● **Task brief**
Rewrite all of these lines, requests included, offsetting every coordinate in the answers by adding 7 to it.

Entries from a pointing dataset
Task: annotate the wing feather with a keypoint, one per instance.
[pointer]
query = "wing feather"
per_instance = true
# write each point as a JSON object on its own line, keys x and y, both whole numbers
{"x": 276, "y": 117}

● **Response to this exercise**
Task: annotate the wing feather with a keypoint, one per instance.
[pointer]
query = "wing feather"
per_instance = true
# write each point as a JSON object on its own line, keys x and y, both whole numbers
{"x": 283, "y": 124}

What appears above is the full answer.